Given data:
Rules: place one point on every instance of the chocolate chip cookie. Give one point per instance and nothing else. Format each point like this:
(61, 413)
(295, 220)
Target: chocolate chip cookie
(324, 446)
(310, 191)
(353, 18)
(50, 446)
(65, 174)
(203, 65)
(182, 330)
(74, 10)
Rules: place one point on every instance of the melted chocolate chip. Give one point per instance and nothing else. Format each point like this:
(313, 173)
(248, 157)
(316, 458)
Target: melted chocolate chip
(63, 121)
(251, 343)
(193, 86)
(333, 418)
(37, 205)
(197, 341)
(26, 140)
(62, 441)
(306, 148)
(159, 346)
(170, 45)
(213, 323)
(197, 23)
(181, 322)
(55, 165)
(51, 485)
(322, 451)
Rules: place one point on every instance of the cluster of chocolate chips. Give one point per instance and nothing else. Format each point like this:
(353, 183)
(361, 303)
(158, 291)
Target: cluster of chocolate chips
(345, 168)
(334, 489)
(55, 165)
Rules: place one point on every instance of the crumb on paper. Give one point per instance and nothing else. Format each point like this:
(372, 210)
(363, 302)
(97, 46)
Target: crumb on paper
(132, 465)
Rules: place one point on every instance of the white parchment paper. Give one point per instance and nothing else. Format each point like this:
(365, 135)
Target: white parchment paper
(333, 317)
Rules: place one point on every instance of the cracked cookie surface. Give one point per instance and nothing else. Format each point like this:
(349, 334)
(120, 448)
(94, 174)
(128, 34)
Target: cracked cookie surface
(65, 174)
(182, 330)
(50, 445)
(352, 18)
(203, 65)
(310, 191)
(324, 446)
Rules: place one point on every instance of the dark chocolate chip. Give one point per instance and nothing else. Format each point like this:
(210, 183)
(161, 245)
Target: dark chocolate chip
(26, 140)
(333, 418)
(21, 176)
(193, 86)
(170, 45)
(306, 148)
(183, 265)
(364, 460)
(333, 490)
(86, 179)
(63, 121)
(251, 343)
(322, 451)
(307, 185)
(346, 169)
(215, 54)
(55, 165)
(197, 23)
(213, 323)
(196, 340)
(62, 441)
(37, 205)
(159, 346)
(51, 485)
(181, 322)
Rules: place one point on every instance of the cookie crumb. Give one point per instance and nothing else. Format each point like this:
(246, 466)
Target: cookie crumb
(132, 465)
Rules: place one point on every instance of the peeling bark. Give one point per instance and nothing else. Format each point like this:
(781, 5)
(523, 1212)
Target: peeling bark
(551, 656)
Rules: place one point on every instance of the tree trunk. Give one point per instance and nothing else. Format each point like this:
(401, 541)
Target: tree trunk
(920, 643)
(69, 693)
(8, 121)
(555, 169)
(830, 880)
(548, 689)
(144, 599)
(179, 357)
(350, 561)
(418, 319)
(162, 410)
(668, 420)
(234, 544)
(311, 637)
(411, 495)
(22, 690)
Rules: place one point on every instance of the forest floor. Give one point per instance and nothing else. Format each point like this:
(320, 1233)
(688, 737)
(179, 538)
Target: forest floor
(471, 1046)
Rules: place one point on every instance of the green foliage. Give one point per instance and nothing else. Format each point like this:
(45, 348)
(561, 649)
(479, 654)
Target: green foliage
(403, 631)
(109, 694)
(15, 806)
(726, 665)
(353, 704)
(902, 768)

Written instruction: Would you copy out each line exactly as written?

Result below:
Rules: place one point on every instance of the chocolate chip cookie. Give one point per instance and nothing else. Format each point like this:
(61, 413)
(295, 220)
Target: chocolate chip cookie
(324, 446)
(310, 191)
(353, 18)
(50, 446)
(65, 174)
(203, 65)
(182, 330)
(74, 10)
Rules: place one point on every instance of the melted chocolate chip. Give one point per instance and nothing else. Format each point like this:
(313, 173)
(248, 157)
(316, 458)
Target: melted chocolate chip
(63, 121)
(251, 343)
(193, 86)
(333, 418)
(37, 205)
(197, 341)
(26, 140)
(62, 441)
(306, 148)
(159, 346)
(170, 45)
(213, 323)
(197, 23)
(181, 322)
(55, 165)
(51, 485)
(322, 451)
Rules: place one point on every instance of the cluster of chocolate chips. Give one point per instance and nothing else. Format each point like this:
(353, 183)
(361, 303)
(158, 291)
Target: cluster of chocolate chips
(345, 168)
(334, 489)
(55, 165)
Rules: place one point on every instance of the crumb on paper. Give one point per instance and nothing else. Format each point like this:
(372, 210)
(363, 302)
(97, 46)
Target: crumb on paper
(132, 465)
Rules: place one point on every instance of the white parchment paper. Give one point per instance and nothing else. Format each point like this:
(365, 135)
Target: white parchment paper
(333, 317)
Rules: place one point on every instance of the cracked cookie surface. Give one point per instance and nothing else. Format each point like this:
(349, 334)
(120, 448)
(94, 174)
(128, 34)
Target: cracked cookie surface
(65, 174)
(182, 330)
(50, 445)
(352, 18)
(203, 65)
(310, 191)
(324, 446)
Rules: place one point on every instance of the dark chocolate chip. Give one point per instance and nothing else. Format each point like this:
(210, 183)
(161, 245)
Target: dark chocolate chip
(26, 140)
(333, 418)
(21, 176)
(193, 86)
(170, 45)
(306, 148)
(183, 265)
(364, 460)
(333, 490)
(86, 179)
(63, 121)
(251, 343)
(322, 451)
(307, 185)
(346, 169)
(215, 54)
(55, 165)
(197, 23)
(213, 323)
(196, 340)
(62, 441)
(37, 205)
(159, 346)
(51, 485)
(181, 322)
Rules: place one point on every instance of the cookie crumb. Give one point per instance and nothing else. Format each point like this:
(246, 466)
Target: cookie crumb
(132, 465)
Rules: place one point on every instance of the peeling bark. Give one point per instance and nothing else. Format each point like this:
(781, 5)
(523, 1212)
Target: peeling bark
(551, 656)
Rules: place one point on every instance of the tree trunk. Give one point per instance and nothing else. Format each point like this:
(401, 541)
Target: tree trunk
(920, 643)
(69, 693)
(8, 121)
(555, 169)
(830, 880)
(548, 689)
(144, 599)
(179, 357)
(350, 561)
(418, 319)
(162, 410)
(668, 420)
(234, 544)
(311, 637)
(411, 495)
(22, 690)
Rules: place one point on every instance of the forest floor. Give one point per instance and nothing else. Format each point like this:
(320, 1233)
(688, 737)
(179, 538)
Target: forest floor
(471, 1046)
Rules: place one point on every instance of the green foliage. Give one point per instance and nothing else. Format each point like this:
(45, 348)
(561, 649)
(479, 654)
Target: green foliage
(403, 631)
(109, 694)
(15, 806)
(726, 665)
(353, 704)
(902, 768)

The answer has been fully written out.